**MATERIAL FOR THE TASK:**
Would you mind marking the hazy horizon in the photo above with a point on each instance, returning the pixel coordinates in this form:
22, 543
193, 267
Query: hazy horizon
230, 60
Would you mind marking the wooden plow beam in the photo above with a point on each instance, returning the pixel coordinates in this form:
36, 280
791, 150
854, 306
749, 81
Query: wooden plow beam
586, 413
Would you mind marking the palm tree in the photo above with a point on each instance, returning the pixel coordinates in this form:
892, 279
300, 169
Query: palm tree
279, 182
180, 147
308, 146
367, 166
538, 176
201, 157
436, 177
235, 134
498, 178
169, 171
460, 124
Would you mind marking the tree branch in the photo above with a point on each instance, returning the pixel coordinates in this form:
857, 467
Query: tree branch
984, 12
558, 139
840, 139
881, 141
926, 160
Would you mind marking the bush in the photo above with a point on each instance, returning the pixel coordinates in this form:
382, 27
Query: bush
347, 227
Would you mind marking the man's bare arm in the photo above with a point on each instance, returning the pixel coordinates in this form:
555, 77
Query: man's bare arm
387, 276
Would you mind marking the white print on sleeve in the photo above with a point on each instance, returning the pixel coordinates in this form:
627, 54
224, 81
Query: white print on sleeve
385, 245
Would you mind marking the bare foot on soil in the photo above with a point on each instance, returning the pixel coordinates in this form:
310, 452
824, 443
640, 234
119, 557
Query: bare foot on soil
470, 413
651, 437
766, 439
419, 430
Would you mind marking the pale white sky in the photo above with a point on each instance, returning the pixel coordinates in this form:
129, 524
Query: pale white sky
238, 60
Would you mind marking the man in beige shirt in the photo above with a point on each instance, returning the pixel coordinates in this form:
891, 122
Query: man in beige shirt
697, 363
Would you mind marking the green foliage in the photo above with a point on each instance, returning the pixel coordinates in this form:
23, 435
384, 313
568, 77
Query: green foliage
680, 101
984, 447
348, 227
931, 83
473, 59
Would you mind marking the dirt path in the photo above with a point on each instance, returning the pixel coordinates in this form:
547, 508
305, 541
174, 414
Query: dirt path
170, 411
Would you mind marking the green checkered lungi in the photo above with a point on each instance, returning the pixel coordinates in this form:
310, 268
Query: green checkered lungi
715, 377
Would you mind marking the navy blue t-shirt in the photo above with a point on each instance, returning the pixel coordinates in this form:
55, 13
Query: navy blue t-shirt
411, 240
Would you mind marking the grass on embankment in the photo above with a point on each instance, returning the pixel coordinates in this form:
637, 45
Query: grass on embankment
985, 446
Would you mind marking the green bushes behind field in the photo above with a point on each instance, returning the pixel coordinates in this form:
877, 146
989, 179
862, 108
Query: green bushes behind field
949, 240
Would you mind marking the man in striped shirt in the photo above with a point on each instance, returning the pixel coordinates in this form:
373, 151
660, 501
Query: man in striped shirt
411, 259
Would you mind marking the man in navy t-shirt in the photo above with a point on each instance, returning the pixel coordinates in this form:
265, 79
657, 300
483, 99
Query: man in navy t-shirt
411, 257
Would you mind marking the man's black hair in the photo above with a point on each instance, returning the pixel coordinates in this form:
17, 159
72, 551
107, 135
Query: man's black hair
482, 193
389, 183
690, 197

**YOUR ASSIGNMENT:** Each line of the data is to be retyped exactly.

**RESPONSE:**
Would you mind marking the hazy horizon in the photo above with a point on each instance, returning the pixel coordinates in this form:
22, 543
193, 267
Query: hazy horizon
230, 60
Would you mind marking the wooden plow beam in the photo above with a point on each instance, returning the pixel coordinates in this form:
36, 280
791, 150
854, 306
749, 81
Query: wooden plow beam
586, 413
Would you mind marking the palm tree in the photo above with a point on each instance, returning the pixel coordinates in this form:
892, 279
300, 169
Query: palm tree
279, 182
180, 147
308, 146
367, 166
538, 176
201, 157
436, 177
235, 134
498, 178
169, 171
460, 124
Would you mind marking the tree branch in the photo above with a point on each instance, returning the pixel coordinates in this form:
857, 467
Query: tree branch
984, 12
558, 139
840, 139
881, 141
926, 160
Would you mind marking the bush in the photo above with a point on each instance, returning the pixel coordinates in this form:
382, 27
Query: bush
347, 227
Would you mind marking the man's bare arm in the photo above with a point on each instance, returning the pixel coordinates in this form:
555, 77
Query: man's bare arm
387, 276
Would you mind marking the white print on sleeve in the photo above with a point on each instance, returning the pixel coordinates in this form:
627, 54
224, 81
Query: white print on sleeve
385, 245
Would you mind marking the bare foot on soil in the photo above with a point on each instance, returning the pixel coordinates in this form:
310, 452
824, 443
640, 234
119, 557
Query: bare foot on soil
470, 413
651, 437
766, 439
419, 430
Would you mind marking the pale white sky in the photo above with a point on each instance, returning the pixel coordinates in this form:
129, 524
Query: pale white sky
238, 60
Would you mind marking the man in beige shirt in the photo above with a point on each instance, returning the pixel coordinates in this form:
891, 122
Query: man in beige shirt
697, 363
Would you mind marking the green foliage in the photo above with a point on each instance, returning the pixel coordinates in this form:
23, 435
384, 313
568, 77
Query: green foliage
680, 101
984, 447
348, 227
931, 83
473, 59
Would you mind marking the dirt path in the photo above with a point on each instance, returning the pixel coordinates in this form:
547, 508
305, 541
174, 414
Query: dirt path
170, 411
Would you mind marking the green checkered lungi in the photo above with a point on each instance, returning the pixel coordinates in this form:
310, 268
Query: green checkered lungi
715, 377
Would you mind marking the navy blue t-shirt in the photo above with a point on each instance, returning the pixel coordinates in this form:
55, 13
Query: navy blue t-shirt
411, 240
Would you mind marking the grass on embankment in the photo above with a point on each instance, returning the pixel coordinates in this form:
637, 45
Query: grass on embankment
985, 446
Would you mind marking the green bushes behind field in the photo above with a point on each instance, returning the pixel coordinates in this form:
877, 146
989, 179
862, 108
Query: green bushes behind field
949, 240
Would you mind marking the man in striped shirt in the photo above with a point on each instance, returning the pixel coordinates in this form:
373, 151
660, 501
Query: man in striped shirt
411, 259
Would you mind marking the man in navy t-shirt in the photo above with a point on each instance, returning the pixel coordinates in this form:
265, 79
657, 300
483, 99
Query: man in navy t-shirt
411, 257
Would you mind marking the man's black hair in the photo above with a point on each instance, returning the pixel coordinates in this form:
17, 159
72, 551
107, 135
Query: man's black hair
482, 193
389, 183
690, 197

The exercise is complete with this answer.